### Task
Count the lines of the records below that contain the word "racing" and give only that number.

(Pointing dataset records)
»»
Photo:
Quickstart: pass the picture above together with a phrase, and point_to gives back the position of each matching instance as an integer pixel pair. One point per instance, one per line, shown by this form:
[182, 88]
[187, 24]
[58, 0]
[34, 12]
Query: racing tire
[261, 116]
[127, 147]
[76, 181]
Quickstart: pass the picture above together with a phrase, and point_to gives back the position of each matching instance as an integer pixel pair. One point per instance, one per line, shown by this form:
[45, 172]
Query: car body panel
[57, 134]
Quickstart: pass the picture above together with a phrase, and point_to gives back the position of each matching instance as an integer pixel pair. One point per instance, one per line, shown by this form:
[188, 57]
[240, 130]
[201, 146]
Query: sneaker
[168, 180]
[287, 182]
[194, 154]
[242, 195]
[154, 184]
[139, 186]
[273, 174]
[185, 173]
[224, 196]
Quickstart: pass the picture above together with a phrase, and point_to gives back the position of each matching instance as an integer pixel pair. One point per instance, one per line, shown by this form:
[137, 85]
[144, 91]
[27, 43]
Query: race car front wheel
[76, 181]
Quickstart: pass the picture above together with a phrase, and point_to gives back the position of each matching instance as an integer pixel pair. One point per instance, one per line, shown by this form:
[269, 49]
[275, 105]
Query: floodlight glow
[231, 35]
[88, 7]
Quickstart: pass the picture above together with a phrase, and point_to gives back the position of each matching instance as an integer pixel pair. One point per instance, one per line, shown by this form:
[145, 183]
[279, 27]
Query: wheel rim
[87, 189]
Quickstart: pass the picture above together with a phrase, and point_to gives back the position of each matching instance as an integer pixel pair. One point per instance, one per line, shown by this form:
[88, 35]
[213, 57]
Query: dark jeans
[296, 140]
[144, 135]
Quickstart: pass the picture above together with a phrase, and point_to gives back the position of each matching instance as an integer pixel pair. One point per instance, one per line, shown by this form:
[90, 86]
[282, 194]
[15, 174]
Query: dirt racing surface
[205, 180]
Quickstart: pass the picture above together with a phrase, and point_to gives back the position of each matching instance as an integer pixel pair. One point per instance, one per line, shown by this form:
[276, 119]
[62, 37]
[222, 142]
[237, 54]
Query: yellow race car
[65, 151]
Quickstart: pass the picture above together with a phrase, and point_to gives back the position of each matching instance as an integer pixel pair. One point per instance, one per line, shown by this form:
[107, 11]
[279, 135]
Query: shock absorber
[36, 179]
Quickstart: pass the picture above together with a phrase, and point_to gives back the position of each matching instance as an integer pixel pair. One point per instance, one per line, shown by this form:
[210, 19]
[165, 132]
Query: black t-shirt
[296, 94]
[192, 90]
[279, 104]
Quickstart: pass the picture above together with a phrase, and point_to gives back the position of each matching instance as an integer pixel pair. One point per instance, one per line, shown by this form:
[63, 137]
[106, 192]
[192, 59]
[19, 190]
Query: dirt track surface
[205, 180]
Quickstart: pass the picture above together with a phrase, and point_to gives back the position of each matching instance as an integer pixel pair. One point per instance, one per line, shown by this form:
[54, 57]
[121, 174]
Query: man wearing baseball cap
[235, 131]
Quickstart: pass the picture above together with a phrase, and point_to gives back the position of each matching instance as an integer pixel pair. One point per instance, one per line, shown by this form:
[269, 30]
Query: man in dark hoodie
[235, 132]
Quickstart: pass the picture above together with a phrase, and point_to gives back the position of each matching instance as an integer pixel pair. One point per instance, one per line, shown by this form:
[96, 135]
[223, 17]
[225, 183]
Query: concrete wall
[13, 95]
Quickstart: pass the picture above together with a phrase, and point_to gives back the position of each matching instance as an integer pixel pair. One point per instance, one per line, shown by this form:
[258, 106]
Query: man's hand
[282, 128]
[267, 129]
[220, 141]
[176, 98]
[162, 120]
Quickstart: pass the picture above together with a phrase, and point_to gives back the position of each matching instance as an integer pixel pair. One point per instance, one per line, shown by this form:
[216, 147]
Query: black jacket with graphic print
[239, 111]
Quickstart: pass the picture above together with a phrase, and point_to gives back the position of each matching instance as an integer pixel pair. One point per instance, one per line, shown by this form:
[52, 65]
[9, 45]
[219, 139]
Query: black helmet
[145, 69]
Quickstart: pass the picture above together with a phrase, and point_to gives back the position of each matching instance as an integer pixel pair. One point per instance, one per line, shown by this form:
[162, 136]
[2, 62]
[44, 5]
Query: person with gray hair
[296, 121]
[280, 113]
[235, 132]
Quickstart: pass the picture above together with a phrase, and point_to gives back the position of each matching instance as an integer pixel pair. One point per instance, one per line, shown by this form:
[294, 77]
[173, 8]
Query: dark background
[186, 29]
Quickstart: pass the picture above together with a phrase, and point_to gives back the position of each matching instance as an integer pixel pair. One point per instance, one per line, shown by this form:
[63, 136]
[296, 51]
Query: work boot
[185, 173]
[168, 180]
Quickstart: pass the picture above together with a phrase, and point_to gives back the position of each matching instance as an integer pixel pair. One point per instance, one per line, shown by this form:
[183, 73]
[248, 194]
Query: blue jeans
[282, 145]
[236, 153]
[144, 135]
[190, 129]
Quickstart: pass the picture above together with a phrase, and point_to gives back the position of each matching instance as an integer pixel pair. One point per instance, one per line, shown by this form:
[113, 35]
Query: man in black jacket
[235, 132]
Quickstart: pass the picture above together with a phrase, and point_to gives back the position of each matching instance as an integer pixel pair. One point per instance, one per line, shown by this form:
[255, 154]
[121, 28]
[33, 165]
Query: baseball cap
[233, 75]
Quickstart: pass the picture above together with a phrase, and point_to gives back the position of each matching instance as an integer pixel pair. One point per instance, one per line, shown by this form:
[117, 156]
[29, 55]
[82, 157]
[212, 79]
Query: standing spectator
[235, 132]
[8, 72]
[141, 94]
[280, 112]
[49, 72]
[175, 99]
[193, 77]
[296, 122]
««
### Exercise solution
2